# Kicker Separates Free Air 6x9



## bamelanc (Sep 13, 2009)

Anyone seen or know where I could find a pair of Kicker Separates free air 6x9s? Model F69a I think?


----------



## seanarms (Feb 19, 2011)

Have not seen them in some time. I have a pair of FA6.5 (6.5 inch) if you are interested.


----------



## bamelanc (Sep 13, 2009)

I was just looking to recover some older equipment of mine and remember them being very sturdy and sounding good. I haven't seen them anywhere either...but PM me your price for the FA6.5 if I want to go that route. Thanks.


----------



## hybridamp (Oct 10, 2006)

I had a pair several years ago, but I must have sold them as I couldn't find them in my collection today when I looked. I never actually hooked them up so I can't say much about their sound/output, but for a 6x9 driver, they looked nice. F69a is the correct model number.


----------



## bamelanc (Sep 13, 2009)

Aim A » List the distinct user names that appear as post headers in the forum thread about Kicker free air 6x9 speakers.
Aim B » Carry on the forum thread about Kicker free air 6x9 speakers from its final line.

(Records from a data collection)
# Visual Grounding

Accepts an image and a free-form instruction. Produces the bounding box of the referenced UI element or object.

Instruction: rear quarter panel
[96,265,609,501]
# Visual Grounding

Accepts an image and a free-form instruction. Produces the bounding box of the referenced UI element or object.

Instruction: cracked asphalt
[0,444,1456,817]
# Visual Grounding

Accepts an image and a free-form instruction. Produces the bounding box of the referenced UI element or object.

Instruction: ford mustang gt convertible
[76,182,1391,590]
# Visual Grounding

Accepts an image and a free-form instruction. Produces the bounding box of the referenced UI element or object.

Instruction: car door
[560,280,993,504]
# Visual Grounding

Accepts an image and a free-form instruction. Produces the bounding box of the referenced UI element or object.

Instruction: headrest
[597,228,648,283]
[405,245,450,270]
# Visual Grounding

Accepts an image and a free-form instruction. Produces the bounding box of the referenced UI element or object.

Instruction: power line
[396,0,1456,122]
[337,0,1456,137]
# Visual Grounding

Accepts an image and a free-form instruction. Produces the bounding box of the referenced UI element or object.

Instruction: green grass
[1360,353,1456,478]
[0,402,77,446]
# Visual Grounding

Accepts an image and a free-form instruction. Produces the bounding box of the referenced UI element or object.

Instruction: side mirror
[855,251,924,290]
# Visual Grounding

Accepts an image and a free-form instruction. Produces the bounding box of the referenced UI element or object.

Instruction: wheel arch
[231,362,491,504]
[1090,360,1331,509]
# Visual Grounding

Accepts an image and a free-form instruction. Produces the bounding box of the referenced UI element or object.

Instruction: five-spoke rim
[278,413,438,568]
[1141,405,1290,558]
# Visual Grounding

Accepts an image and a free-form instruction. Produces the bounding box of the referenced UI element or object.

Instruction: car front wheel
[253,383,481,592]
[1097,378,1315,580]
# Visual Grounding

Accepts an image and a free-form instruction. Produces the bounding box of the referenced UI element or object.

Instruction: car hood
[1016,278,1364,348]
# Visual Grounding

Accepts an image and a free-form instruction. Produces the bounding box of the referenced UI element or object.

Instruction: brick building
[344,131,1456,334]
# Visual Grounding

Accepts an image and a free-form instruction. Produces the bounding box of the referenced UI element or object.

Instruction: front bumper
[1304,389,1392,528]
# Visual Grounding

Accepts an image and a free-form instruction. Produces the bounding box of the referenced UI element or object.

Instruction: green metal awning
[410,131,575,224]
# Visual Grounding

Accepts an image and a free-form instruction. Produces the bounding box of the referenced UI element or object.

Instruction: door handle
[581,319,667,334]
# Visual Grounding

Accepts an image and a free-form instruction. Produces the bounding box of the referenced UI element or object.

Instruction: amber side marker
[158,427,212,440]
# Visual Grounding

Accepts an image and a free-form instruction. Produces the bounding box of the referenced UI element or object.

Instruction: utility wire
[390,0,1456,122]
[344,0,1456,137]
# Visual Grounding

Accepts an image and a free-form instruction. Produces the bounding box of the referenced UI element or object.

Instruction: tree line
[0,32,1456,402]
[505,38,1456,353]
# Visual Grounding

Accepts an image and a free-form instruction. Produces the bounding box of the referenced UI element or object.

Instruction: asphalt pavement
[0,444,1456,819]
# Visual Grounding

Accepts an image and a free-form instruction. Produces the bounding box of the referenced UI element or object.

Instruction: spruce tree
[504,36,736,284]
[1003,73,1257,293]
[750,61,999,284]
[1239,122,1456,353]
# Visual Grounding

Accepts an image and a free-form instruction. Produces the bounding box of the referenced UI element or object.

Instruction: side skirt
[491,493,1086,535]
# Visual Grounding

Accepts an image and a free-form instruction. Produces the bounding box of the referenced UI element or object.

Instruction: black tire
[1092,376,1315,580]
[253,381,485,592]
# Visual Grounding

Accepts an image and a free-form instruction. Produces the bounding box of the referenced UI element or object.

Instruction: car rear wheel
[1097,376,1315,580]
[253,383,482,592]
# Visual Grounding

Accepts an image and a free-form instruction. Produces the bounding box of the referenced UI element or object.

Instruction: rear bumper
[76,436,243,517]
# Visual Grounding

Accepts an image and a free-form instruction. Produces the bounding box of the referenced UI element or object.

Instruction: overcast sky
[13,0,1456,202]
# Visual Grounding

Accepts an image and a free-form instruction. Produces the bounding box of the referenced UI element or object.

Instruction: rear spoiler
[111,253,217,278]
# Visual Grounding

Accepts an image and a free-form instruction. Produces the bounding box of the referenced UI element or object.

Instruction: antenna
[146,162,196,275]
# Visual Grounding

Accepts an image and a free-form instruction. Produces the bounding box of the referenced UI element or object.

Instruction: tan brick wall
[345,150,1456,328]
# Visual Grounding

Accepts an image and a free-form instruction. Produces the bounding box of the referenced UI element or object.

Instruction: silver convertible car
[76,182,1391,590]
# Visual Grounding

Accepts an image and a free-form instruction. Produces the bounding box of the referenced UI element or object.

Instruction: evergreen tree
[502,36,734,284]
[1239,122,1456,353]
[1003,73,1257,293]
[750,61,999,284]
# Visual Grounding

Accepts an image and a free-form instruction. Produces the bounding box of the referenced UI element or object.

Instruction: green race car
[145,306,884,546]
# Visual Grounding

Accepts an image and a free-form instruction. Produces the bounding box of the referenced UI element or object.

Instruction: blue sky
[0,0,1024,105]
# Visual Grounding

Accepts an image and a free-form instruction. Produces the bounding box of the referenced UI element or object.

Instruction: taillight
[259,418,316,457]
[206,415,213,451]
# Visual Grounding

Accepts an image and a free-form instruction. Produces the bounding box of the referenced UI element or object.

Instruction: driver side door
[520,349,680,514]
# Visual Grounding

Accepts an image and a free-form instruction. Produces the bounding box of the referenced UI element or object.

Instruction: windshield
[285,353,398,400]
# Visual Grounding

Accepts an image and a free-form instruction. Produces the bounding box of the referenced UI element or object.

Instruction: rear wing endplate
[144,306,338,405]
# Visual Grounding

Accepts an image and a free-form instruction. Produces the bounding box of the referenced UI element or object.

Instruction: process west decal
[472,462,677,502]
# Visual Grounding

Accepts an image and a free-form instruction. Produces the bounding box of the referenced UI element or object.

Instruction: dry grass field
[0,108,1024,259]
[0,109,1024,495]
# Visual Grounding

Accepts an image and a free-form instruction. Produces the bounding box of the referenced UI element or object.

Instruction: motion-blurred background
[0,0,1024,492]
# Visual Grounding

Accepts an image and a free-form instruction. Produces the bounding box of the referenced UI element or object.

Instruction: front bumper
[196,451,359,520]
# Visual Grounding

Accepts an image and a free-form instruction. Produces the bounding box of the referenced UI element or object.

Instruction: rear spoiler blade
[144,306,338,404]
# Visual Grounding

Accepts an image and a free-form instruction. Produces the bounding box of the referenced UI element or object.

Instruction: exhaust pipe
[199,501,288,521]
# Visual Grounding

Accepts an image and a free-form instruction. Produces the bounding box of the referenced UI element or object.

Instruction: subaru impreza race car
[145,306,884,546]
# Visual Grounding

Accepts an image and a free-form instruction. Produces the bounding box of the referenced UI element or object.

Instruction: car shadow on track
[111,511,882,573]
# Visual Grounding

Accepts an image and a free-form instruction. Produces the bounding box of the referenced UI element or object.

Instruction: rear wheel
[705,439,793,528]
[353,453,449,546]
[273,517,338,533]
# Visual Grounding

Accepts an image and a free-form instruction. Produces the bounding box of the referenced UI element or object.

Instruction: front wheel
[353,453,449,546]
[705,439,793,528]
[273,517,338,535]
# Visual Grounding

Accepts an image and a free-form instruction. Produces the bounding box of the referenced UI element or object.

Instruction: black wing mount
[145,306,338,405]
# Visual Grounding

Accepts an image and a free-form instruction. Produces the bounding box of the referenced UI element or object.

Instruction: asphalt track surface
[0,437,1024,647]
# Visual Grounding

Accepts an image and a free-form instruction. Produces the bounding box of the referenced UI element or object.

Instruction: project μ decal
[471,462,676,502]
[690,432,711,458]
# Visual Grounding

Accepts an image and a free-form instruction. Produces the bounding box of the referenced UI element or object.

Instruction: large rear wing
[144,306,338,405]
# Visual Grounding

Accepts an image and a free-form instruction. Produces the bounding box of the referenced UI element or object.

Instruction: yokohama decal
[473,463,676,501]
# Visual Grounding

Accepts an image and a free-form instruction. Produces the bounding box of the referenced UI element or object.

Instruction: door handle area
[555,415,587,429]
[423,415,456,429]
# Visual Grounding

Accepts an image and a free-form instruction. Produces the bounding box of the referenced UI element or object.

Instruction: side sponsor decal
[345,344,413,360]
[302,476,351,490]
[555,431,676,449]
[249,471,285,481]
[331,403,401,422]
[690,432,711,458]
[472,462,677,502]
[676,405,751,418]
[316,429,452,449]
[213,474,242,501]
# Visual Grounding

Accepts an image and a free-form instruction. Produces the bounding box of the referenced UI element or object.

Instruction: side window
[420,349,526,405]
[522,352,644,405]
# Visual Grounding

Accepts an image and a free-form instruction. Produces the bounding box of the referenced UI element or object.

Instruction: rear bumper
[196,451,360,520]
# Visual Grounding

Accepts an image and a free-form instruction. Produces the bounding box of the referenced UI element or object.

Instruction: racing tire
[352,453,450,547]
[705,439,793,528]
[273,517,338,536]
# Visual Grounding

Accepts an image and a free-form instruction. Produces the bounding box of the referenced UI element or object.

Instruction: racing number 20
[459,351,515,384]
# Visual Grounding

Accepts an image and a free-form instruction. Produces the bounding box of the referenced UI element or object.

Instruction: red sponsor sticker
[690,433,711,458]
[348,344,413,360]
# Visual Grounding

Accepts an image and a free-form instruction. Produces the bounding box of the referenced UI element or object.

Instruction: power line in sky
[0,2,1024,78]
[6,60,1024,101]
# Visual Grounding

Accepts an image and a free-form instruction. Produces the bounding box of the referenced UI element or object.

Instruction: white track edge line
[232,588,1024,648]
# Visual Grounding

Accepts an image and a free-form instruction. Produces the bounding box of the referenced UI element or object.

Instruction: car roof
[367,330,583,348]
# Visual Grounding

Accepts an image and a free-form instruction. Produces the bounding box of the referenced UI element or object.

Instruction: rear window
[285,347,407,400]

Exercise answer A » bamelanc, seanarms, hybridamp

Exercise answer B »
What I thought was cool about them, they had the yellow/gold outline KICKER on the dust cap and sewn surrounds like the competion series subs from that time. I remember them having a lot of excursion... In a car previous to that, I had a pair of C15s. I loved them. I haven't seen any for sale anywhere. I did see a C12 with the yellow outlined dust cap though...wanted a fortune for it.


----------



## hybridamp (Oct 10, 2006)

I have to agree with you, I grabbed them a long time ago for the nostalgia of the early competition series. They had stitched surrounds and a cone just like the C15 you had.

Back in 2007 when I still had my Altima SE-R I planned on throwing them in the rear-deck IB just to try them out, but I never got around to it.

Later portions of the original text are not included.